Given exercise:
Write out the listing in full, matching it word for word.

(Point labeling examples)
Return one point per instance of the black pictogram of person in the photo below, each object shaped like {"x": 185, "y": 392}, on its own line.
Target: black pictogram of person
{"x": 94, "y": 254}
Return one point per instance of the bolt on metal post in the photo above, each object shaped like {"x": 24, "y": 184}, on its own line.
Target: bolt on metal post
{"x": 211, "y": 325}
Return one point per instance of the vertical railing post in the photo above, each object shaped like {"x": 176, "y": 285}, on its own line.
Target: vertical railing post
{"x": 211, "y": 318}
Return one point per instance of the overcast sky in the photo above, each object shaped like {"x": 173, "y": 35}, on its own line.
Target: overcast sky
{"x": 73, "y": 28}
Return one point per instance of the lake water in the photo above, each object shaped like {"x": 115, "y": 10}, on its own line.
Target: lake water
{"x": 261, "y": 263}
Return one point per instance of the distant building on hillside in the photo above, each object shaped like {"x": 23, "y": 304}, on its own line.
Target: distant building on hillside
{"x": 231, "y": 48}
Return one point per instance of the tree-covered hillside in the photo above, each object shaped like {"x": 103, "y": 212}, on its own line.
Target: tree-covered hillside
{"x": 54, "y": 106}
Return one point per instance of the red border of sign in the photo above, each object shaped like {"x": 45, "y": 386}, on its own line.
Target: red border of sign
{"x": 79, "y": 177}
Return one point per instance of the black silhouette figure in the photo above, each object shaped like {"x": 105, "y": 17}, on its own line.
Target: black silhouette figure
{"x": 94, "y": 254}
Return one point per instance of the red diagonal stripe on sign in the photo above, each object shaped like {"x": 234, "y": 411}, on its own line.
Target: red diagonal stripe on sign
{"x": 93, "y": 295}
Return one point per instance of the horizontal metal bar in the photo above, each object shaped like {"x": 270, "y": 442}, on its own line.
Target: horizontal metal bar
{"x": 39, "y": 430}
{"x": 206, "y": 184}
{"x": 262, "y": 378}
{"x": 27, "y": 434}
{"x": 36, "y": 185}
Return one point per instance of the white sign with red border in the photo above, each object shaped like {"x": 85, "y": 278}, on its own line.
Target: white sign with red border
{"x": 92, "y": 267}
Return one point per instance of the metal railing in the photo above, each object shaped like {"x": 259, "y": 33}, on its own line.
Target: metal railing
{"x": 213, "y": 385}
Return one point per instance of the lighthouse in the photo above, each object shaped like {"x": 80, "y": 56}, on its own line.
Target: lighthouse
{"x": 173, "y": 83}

Output:
Return one point per instance of the black pictogram of person in the photo below, each object shaped like {"x": 185, "y": 392}, on its own line.
Target: black pictogram of person
{"x": 94, "y": 254}
Return one point per instance of the bolt on metal post in the photo above, each object shaped like {"x": 24, "y": 184}, on its own line.
Target: bolt on metal post
{"x": 211, "y": 325}
Return one point per instance of the vertical railing post in the photo above, each object shaped like {"x": 176, "y": 285}, on its own line.
Target: vertical railing post
{"x": 211, "y": 318}
Return one point per instance of the overcast sky in the photo above, each object shaped like {"x": 173, "y": 35}, on its own line.
Target: overcast sky
{"x": 73, "y": 28}
Return one point per instance of the lake water in the photo above, each object shaped like {"x": 115, "y": 10}, on its own line.
Target: lake water
{"x": 261, "y": 263}
Return one point per instance of the distant building on hillside in the photo above, each object shaped like {"x": 23, "y": 304}, on its own line.
Target: distant building on hillside
{"x": 231, "y": 48}
Return one point per instance of the tree-covered hillside in the photo above, each object shaped like {"x": 103, "y": 212}, on its own line.
Target: tree-covered hillside
{"x": 54, "y": 106}
Return one point per instance of the red border of sign in the photo above, each object shaped like {"x": 45, "y": 386}, on its own line.
Target: red border of sign
{"x": 79, "y": 177}
Return one point per instance of the black silhouette figure in the photo above, each object shaped like {"x": 105, "y": 17}, on its own line.
Target: black silhouette figure
{"x": 94, "y": 254}
Return one point per instance of the red diagonal stripe on sign in the photo above, each object shaped like {"x": 234, "y": 411}, on its own line.
Target: red diagonal stripe on sign
{"x": 93, "y": 295}
Return one point per instance of the horizontal metal bar in the photo above, each object shaped like {"x": 270, "y": 442}, on its own line.
Target: horizontal metal bar
{"x": 39, "y": 430}
{"x": 206, "y": 184}
{"x": 262, "y": 378}
{"x": 27, "y": 434}
{"x": 36, "y": 185}
Return one point per instance of the white sign with red border in the photo above, each object shaped like {"x": 85, "y": 278}, on its own line.
Target: white sign with red border
{"x": 92, "y": 267}
Return one point per instance of the metal railing in the photo above, each object shaped like {"x": 259, "y": 33}, on its own line.
Target: metal railing
{"x": 213, "y": 385}
Return one point per instance of the lighthouse in the photo above, each object shaped like {"x": 80, "y": 56}, on its own line.
Target: lighthouse
{"x": 173, "y": 83}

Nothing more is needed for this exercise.